## start

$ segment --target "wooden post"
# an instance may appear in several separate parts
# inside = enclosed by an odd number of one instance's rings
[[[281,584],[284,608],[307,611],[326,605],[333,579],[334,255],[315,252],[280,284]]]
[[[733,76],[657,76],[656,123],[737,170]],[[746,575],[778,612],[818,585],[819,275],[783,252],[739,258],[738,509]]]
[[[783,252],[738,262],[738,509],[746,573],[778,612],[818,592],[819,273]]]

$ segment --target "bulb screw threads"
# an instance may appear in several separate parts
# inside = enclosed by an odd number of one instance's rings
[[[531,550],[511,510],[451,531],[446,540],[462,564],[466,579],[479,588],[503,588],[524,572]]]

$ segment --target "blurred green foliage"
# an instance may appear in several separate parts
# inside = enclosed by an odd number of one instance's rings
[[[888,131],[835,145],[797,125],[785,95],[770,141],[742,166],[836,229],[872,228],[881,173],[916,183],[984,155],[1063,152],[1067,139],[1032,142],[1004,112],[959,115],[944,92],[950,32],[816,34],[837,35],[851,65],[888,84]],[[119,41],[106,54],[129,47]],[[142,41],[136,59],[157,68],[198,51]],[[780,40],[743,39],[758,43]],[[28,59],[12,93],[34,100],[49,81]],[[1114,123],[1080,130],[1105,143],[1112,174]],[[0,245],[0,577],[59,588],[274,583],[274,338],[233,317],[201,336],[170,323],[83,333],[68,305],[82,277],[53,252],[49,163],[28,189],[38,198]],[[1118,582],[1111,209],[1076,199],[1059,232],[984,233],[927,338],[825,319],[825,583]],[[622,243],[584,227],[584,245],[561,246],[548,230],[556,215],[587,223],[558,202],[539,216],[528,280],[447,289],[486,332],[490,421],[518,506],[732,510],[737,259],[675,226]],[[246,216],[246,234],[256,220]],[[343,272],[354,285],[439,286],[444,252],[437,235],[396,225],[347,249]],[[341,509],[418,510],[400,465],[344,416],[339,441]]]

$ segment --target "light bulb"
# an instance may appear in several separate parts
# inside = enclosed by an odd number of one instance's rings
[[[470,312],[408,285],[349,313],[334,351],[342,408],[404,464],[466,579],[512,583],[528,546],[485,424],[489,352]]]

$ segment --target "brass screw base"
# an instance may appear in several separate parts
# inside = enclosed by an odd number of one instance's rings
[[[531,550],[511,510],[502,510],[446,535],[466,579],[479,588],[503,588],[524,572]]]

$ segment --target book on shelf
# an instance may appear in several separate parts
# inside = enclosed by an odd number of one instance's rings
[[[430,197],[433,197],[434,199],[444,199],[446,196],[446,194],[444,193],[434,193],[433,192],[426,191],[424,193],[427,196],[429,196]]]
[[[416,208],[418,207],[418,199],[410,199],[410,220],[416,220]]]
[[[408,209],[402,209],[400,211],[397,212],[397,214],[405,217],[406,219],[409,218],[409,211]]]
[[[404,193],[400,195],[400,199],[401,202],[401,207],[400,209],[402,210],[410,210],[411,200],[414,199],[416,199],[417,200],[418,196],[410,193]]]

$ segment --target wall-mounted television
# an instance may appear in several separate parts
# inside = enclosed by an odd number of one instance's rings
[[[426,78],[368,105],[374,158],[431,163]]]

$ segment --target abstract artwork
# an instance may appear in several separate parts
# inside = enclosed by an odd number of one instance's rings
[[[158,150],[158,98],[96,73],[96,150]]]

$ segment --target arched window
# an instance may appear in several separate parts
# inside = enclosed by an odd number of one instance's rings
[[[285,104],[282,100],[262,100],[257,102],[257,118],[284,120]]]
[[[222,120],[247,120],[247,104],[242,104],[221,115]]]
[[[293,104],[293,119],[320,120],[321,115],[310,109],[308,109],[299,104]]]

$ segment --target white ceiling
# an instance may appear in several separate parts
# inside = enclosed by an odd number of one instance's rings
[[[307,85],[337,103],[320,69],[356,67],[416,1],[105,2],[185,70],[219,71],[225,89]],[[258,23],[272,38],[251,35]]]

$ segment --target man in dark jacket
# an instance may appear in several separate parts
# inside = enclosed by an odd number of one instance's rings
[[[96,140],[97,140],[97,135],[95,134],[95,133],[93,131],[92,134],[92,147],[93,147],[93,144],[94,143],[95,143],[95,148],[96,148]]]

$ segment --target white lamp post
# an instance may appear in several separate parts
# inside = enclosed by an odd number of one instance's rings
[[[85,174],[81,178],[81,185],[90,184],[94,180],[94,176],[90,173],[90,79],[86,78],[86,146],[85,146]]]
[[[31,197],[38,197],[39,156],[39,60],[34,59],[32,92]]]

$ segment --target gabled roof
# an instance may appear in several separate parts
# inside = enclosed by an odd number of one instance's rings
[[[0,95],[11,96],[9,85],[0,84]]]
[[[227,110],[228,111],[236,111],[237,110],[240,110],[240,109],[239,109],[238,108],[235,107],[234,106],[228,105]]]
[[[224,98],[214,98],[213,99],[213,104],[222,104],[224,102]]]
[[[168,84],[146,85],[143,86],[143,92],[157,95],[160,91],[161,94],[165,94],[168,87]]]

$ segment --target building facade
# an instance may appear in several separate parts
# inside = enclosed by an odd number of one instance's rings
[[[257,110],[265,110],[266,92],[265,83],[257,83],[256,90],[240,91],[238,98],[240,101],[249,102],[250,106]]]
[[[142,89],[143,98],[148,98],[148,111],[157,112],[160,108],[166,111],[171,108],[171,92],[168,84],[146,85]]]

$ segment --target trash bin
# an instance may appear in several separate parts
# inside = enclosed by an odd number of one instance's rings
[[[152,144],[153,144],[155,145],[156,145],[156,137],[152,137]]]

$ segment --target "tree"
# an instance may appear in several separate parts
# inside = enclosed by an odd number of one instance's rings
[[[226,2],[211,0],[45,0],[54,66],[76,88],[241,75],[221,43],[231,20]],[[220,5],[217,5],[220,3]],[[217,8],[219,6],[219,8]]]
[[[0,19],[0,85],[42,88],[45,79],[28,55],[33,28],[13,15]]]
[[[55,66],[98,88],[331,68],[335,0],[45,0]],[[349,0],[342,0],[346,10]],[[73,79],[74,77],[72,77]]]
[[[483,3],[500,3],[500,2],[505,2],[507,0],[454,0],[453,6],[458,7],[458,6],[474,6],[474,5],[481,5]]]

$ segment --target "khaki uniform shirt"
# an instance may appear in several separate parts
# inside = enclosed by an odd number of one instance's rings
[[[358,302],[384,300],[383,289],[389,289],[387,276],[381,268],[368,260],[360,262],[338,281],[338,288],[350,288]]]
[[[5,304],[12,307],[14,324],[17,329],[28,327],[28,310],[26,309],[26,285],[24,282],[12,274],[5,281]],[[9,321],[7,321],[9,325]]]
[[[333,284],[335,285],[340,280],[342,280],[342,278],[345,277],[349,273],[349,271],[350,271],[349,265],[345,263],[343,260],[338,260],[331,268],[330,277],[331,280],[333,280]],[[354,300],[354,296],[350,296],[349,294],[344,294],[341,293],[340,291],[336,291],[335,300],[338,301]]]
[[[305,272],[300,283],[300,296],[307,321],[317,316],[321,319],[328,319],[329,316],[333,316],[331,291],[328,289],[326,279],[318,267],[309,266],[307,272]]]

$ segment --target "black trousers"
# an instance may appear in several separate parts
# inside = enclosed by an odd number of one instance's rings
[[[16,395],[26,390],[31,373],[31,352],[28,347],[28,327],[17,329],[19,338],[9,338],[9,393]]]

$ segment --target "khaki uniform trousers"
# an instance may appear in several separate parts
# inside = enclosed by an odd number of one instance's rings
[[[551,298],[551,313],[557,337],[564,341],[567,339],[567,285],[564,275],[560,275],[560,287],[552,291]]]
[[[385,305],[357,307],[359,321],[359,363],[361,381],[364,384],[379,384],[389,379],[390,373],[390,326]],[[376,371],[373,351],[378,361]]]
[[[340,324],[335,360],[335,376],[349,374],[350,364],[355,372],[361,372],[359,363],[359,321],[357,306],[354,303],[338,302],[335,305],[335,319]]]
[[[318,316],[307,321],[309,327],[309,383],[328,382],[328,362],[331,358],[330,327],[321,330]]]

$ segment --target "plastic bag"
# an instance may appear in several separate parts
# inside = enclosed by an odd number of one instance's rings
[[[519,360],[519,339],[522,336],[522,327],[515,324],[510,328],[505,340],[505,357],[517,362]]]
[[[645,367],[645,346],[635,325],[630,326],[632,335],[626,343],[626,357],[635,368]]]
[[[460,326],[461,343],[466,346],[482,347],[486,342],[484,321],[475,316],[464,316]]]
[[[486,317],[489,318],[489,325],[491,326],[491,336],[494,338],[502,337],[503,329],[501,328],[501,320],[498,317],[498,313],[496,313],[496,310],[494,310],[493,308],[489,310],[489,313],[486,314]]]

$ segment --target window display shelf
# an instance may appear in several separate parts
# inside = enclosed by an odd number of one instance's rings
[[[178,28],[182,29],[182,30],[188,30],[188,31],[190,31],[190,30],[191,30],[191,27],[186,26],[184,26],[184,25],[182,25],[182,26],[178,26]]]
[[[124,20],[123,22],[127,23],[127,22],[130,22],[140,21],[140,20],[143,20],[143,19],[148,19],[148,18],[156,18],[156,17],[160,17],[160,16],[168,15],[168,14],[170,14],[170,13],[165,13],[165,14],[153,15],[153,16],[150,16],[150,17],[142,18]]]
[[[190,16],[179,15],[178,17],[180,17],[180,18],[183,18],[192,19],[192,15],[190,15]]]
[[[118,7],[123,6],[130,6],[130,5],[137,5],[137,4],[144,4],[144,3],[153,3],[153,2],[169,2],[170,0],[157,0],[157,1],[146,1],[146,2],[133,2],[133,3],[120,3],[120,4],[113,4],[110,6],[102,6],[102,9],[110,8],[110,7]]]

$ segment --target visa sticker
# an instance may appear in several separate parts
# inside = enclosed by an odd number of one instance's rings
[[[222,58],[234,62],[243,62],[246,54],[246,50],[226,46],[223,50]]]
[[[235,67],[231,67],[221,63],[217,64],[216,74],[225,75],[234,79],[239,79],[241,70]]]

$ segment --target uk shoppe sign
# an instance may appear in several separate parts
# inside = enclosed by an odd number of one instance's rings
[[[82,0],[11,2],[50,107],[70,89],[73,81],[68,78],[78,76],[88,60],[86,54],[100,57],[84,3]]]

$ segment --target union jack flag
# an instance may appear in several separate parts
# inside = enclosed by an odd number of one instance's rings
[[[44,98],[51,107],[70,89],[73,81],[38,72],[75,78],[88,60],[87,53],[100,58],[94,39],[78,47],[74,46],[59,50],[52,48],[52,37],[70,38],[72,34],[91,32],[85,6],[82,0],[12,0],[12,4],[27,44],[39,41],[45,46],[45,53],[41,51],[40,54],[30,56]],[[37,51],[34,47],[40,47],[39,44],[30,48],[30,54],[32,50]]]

## end

— Requirement —
Switch "trash bin" to "garbage can" in the listing lines starting with the line that contains "--target gabled roof" and going on through the line that contains "[[[152,144],[153,144],[155,145],[156,145],[156,137],[152,137]]]". Give only those lines, with everything else in them unchanged.

— Result of this task —
$ segment --target gabled roof
# an instance may appear in several separate parts
# inside = enclosed by an odd number of one instance's rings
[[[0,95],[11,96],[9,85],[0,84]]]
[[[227,110],[228,111],[236,111],[237,110],[240,110],[240,109],[239,109],[238,108],[235,107],[234,106],[228,105]]]
[[[224,98],[214,98],[213,99],[213,104],[222,104],[224,102]]]
[[[168,84],[146,85],[143,86],[143,92],[157,95],[160,91],[161,94],[165,94],[168,87]]]

$ segment --target building facade
# an instance may appear in several separate parts
# inside = enclosed by an odd number of one instance's rings
[[[257,110],[265,110],[266,92],[265,83],[257,83],[256,90],[240,91],[238,98],[240,101],[249,102],[250,106]]]
[[[142,89],[143,98],[148,98],[148,111],[157,112],[160,108],[166,111],[171,108],[171,92],[168,84],[146,85]]]

$ segment --target garbage can
# an instance may appear in several separate parts
# inside = enclosed by an odd number of one instance's rings
[[[152,144],[153,144],[155,145],[156,145],[156,137],[152,137]]]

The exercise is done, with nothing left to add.